● **YOUR INSTRUCTIONS**: Please copy out all of the material below, swapping every "marker" for "dot" and changing nothing else. Leave the pictures out of your copy.

● **SOURCE RECORDS**:
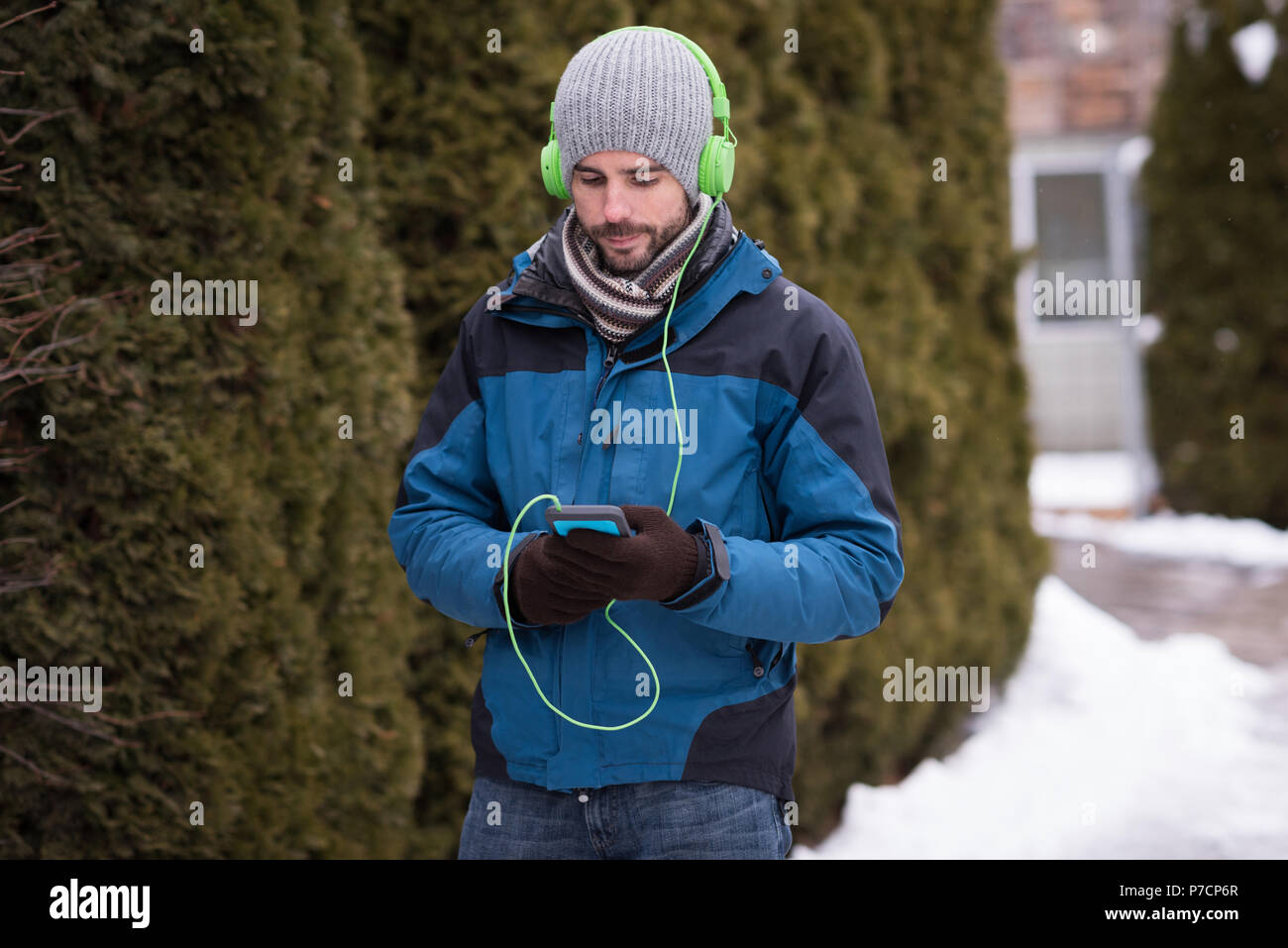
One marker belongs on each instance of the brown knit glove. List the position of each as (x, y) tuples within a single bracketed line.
[(546, 588), (658, 563)]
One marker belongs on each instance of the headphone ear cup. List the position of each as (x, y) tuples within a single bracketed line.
[(552, 174), (715, 166)]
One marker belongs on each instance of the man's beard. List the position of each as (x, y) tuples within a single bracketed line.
[(639, 260)]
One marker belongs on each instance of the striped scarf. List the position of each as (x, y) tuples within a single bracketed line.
[(623, 307)]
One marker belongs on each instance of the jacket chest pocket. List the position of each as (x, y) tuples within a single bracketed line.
[(758, 649)]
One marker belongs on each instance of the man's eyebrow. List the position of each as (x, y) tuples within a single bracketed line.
[(625, 171)]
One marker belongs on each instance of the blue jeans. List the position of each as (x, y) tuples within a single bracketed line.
[(661, 819)]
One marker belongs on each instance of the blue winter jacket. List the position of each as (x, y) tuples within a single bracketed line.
[(782, 453)]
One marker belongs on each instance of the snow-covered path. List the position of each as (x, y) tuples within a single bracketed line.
[(1103, 745)]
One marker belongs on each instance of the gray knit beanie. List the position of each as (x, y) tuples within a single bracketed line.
[(636, 90)]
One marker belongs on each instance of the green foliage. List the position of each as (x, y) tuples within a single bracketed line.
[(835, 168), (1216, 274), (193, 429)]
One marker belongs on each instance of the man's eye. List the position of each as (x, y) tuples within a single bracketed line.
[(596, 181)]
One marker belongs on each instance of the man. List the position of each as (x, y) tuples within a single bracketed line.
[(558, 386)]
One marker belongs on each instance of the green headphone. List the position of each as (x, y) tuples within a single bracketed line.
[(715, 166)]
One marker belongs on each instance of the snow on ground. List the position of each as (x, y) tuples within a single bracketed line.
[(1184, 536), (1102, 746)]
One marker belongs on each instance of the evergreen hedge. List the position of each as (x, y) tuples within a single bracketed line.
[(1216, 274), (194, 429)]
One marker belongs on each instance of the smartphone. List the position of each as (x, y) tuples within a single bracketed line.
[(605, 518)]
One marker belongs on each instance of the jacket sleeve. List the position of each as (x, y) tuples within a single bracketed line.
[(835, 572), (445, 527)]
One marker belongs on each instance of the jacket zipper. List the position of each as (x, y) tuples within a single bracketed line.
[(608, 368), (609, 360)]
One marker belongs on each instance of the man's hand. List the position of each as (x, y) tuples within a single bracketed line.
[(548, 588), (658, 563)]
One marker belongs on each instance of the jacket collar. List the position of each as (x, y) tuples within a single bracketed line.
[(725, 263)]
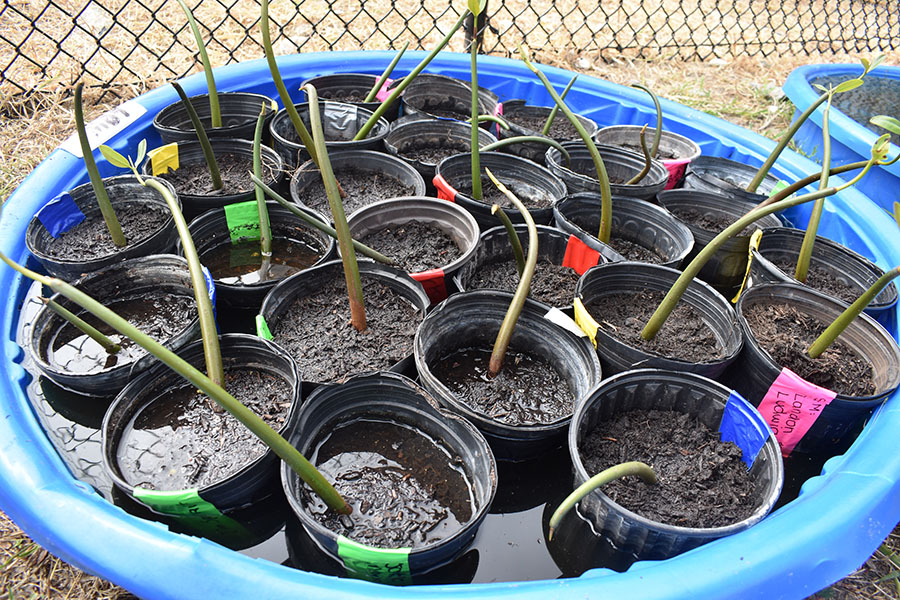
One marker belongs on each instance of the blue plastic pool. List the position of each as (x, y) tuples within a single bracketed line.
[(851, 140), (836, 523)]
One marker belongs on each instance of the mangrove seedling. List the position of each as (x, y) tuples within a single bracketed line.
[(208, 154), (605, 476), (501, 344), (605, 191), (214, 110), (106, 209)]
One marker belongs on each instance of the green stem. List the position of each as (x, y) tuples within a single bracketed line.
[(103, 201), (387, 73), (208, 331), (529, 138), (654, 147), (646, 152), (843, 321), (602, 177), (214, 110), (208, 153), (602, 478), (501, 344), (553, 112), (86, 328), (302, 132), (314, 222), (513, 237), (345, 242), (379, 112)]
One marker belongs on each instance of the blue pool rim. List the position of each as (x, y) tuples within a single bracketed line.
[(851, 141), (837, 522)]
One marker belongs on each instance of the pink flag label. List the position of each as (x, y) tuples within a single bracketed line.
[(791, 406)]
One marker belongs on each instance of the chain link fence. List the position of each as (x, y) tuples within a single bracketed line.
[(48, 43)]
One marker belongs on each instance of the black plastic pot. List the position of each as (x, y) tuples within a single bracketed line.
[(531, 150), (757, 376), (630, 277), (221, 237), (239, 110), (682, 149), (637, 221), (473, 319), (534, 185), (307, 283), (449, 218), (204, 511), (727, 269), (63, 213), (392, 398), (554, 245), (729, 177), (847, 266), (340, 123), (408, 137), (377, 164), (435, 96), (621, 166), (175, 156), (340, 87), (707, 401), (80, 364)]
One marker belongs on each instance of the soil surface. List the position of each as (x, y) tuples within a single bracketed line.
[(160, 315), (527, 391), (414, 246), (182, 442), (786, 334), (684, 336), (90, 239), (193, 179), (702, 481), (552, 284), (316, 331), (404, 487), (820, 278), (362, 186)]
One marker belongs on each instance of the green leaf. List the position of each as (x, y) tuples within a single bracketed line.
[(114, 157), (846, 86), (886, 122)]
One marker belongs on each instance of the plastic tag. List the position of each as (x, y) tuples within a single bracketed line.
[(164, 158), (103, 128), (243, 221), (445, 191), (791, 406), (434, 283), (192, 510), (755, 238), (743, 432), (60, 215), (586, 322), (384, 92), (560, 318), (579, 256), (262, 328), (381, 565)]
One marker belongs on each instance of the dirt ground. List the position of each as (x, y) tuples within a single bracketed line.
[(743, 90)]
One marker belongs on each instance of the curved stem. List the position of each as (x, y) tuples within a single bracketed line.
[(637, 468), (214, 110), (208, 154), (501, 344), (843, 321), (106, 209), (348, 255), (379, 112)]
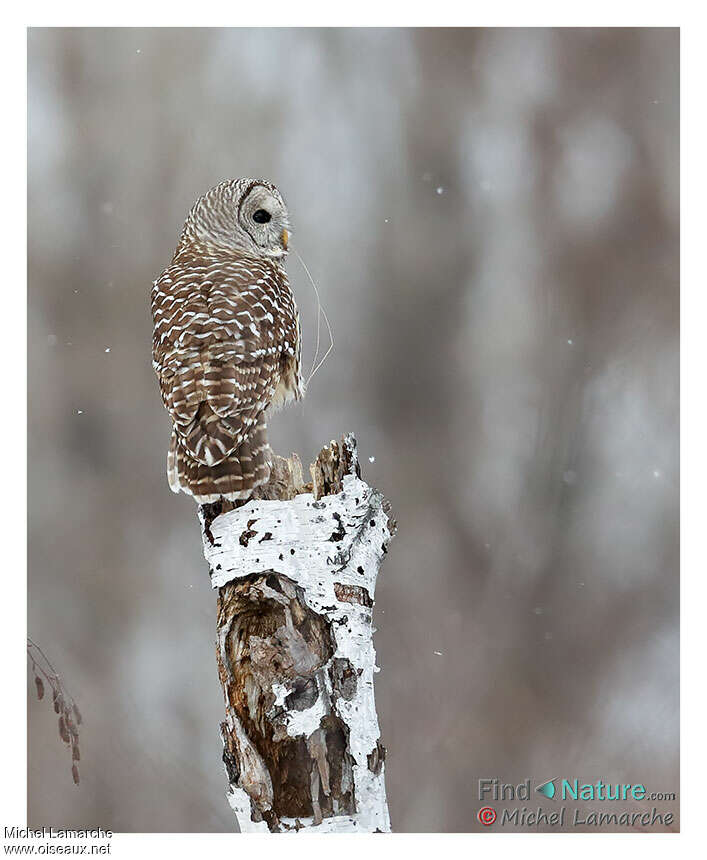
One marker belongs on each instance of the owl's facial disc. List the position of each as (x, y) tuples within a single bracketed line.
[(263, 216)]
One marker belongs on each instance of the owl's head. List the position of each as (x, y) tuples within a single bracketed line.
[(246, 216)]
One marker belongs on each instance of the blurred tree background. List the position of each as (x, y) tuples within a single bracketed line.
[(492, 217)]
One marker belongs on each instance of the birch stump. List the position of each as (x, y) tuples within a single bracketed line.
[(295, 568)]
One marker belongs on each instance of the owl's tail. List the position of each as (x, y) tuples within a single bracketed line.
[(235, 478)]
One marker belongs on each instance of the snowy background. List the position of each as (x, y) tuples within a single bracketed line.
[(492, 219)]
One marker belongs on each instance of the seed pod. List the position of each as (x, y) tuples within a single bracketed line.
[(62, 730), (71, 725)]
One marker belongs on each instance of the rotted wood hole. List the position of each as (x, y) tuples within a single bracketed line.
[(286, 738)]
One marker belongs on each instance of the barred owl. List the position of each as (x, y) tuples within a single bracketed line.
[(226, 344)]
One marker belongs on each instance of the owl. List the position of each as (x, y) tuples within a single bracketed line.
[(226, 344)]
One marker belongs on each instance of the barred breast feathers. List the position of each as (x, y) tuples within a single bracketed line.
[(226, 347)]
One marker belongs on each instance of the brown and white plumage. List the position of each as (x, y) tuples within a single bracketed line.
[(226, 342)]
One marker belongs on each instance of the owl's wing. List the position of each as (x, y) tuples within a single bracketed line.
[(218, 349)]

● **WORKED ANSWER**:
One dot belongs on each instance of the brown knit glove. List the position of each as (x, y) tuples within a single bracketed line.
[(546, 588), (658, 563)]
One dot belongs on each instance of the headphone ear cup. List the position of each as (x, y) tuples within a single bracketed line.
[(552, 174), (715, 166)]
One dot belongs on each instance of the man's beard. List the position of each as (x, y) tuples within a single bracketed line.
[(639, 260)]
One dot belongs on each instance of the striped scarf. List the position of each as (x, y) tuples within a single bracketed line.
[(623, 307)]
One dot belongs on each instance of the jacket chest pocket. List the position of each as (x, y) tuples within a single bracketed line.
[(758, 649)]
One dot belongs on each instance of the man's eyebrow. List the position of each as (x, y) tuples within a single bracketed line.
[(625, 171)]
One dot belongs on each instance of the blue jeans. List the position of each as (x, y) tuples within a single bracketed line.
[(661, 819)]
One dot belongs on each instance of the blue winter jacket. List the position of each as (x, y) tuples within a single bracketed line.
[(782, 453)]
One dot belongs on each instance of the snow-covered path. List the position of each as (x, y) tuples within a single bracketed line.
[(1103, 745)]
One dot belongs on each instance of the gray knit beanie. List the position of each as (x, y) tuples within a single bracketed line.
[(636, 90)]
One dot belongs on each instance of the green foliage. List the position of each as (x, y) tuples within a single bracketed line.
[(835, 168), (1216, 274), (193, 429)]
One dot belongs on each instance of the man's eye. List the position of each as (x, y) tuples within a single bracketed line.
[(596, 181)]
One dot belongs on each instance of the man. List the position of each as (x, y) tuples within a single bracketed line.
[(558, 386)]
One dot belongs on each instance of the green headphone. List the position of each as (x, y) tuples within a single bracketed line.
[(715, 166)]
One dot belongs on each instance of the snow on ground. List the position of each as (x, y) tuples within a single bracketed line.
[(1184, 536), (1102, 746)]
One dot belongs on each instance of the evergreen hedge. List the position of each as (x, y) tuples within a single bracketed line.
[(1216, 274), (194, 429)]
One dot belongs on each instance of the smartphone. List the position of each as (x, y) tuples within a single bracketed line.
[(605, 518)]
One dot belongs on each instance of the jacket sleeve. List the position of each as (x, y) tuples within a single bracketed line.
[(835, 572), (445, 527)]
One dot belongs on each instance of the jacket zipper. List the position of each as (x, y) tuples within a single bracketed line.
[(608, 368), (609, 360)]
One dot belongs on each instance of the man's hand. List the position of each as (x, y) tuples within a single bracketed line.
[(548, 588), (658, 563)]
One dot belongs on each instance of the jacket collar. List the position of each as (x, y) tuples within a single bracketed line.
[(725, 263)]
One dot belongs on each instance of the blue plastic pool. List the position of each as (x, y) tuples within a single bracketed line.
[(851, 140), (836, 523)]
One dot belongs on each instance of the mangrove seedling. List the position of each as (x, y) tuples within a single bracketed line.
[(208, 154), (605, 476), (501, 344), (605, 191), (214, 110), (106, 209)]
One dot belongs on each instance of the green stem. List the position of each as (x, y) tuples within a single bracketed line.
[(103, 201), (387, 73), (208, 331), (529, 138), (654, 147), (646, 152), (843, 321), (602, 177), (214, 110), (208, 153), (602, 478), (501, 344), (553, 112), (86, 328), (302, 132), (314, 222), (513, 237), (345, 242), (379, 112)]
One dot belongs on each instance of the blue pool rim. List the position of each as (x, y) tuples within a single bracketed line.
[(851, 141), (837, 522)]
One dot belongs on each instance of the pink flag label. List the position of each as (x, y) tuples within a single bracketed line.
[(791, 406)]
One dot belongs on each instance of the chain link fence. List the position of each as (x, y) tuples within a single bracketed line.
[(48, 43)]
One dot belongs on each instance of the black plastic pot. List the position of each as (x, y) tuples within a single bracketed line.
[(531, 150), (757, 376), (630, 277), (221, 237), (239, 110), (682, 149), (637, 221), (473, 319), (534, 185), (307, 283), (449, 218), (204, 511), (727, 269), (63, 213), (392, 398), (554, 245), (729, 177), (847, 266), (340, 123), (408, 137), (377, 164), (435, 96), (621, 166), (175, 156), (340, 87), (707, 401), (80, 364)]
One dot belongs on each instance of the soil surface. List the position of each as (x, y) tuples within a single bracketed line.
[(160, 315), (527, 391), (414, 246), (182, 442), (786, 334), (684, 336), (90, 239), (193, 179), (702, 481), (552, 284), (316, 331), (404, 487), (820, 278), (362, 186)]
One dot belongs on each instance of the green leaf. List the position of each as (x, y) tuples within a single bracketed line.
[(114, 157), (846, 86), (886, 122)]
One dot belongs on each instance of the plastic tag. List the position of each as (x, y) tuples within a single bracketed line.
[(164, 158), (103, 128), (243, 221), (445, 191), (791, 406), (434, 283), (192, 510), (755, 238), (743, 432), (60, 215), (586, 322), (384, 92), (560, 318), (579, 256), (262, 328), (381, 565)]
One dot belongs on each instance of the dirt ground. List the position of each as (x, y) tuples within a single bracketed line.
[(743, 90)]
One dot belongs on each instance of the curved stem. List the position of each as (x, y) tuples within a single bracketed line.
[(637, 468), (214, 110), (208, 154), (501, 344), (843, 321), (106, 209), (348, 255), (379, 112)]
One dot belongs on each instance of the owl's facial disc. List the position of each as (x, y) tuples within a single bracketed line.
[(263, 216)]
One dot belongs on each instance of the owl's head. List the position of each as (x, y) tuples within a single bracketed line.
[(246, 216)]
One dot belongs on each instance of the blurred tree background. List the position of each as (x, y) tuples within a single bracketed line.
[(492, 217)]
One dot belongs on each instance of the birch stump. List the position of each as (x, y) tuples within a single bracketed line.
[(295, 568)]
One dot belongs on each instance of the owl's tail. List the position of each as (x, y) tuples within a single bracketed line.
[(235, 478)]
One dot belongs on each instance of the snowy background. List the position of each as (x, y) tuples within a single bracketed line.
[(492, 219)]
One dot belongs on each instance of the seed pod. List the position of each as (x, y) tuples within a single bracketed line.
[(62, 730), (71, 725)]
One dot belongs on each instance of the rotted wood hole. List the position of each as (x, y) tuples within a single bracketed line.
[(286, 738)]
One dot belongs on each instance of the barred owl. List the position of each as (x, y) tuples within a single bracketed line.
[(226, 344)]
One dot belongs on each instance of the owl. List the position of each as (x, y) tuples within a single bracketed line.
[(226, 344)]
One dot belongs on each instance of the barred breast feathers. List the position of each as (x, y) tuples within a single bracketed line.
[(226, 347)]
One dot belongs on each instance of the brown and white plumage. List the position of each as (x, y) tuples within a single bracketed line.
[(226, 342)]
One dot belongs on each instance of the owl's wing. List the position of each as (x, y) tuples within a single bracketed line.
[(218, 349)]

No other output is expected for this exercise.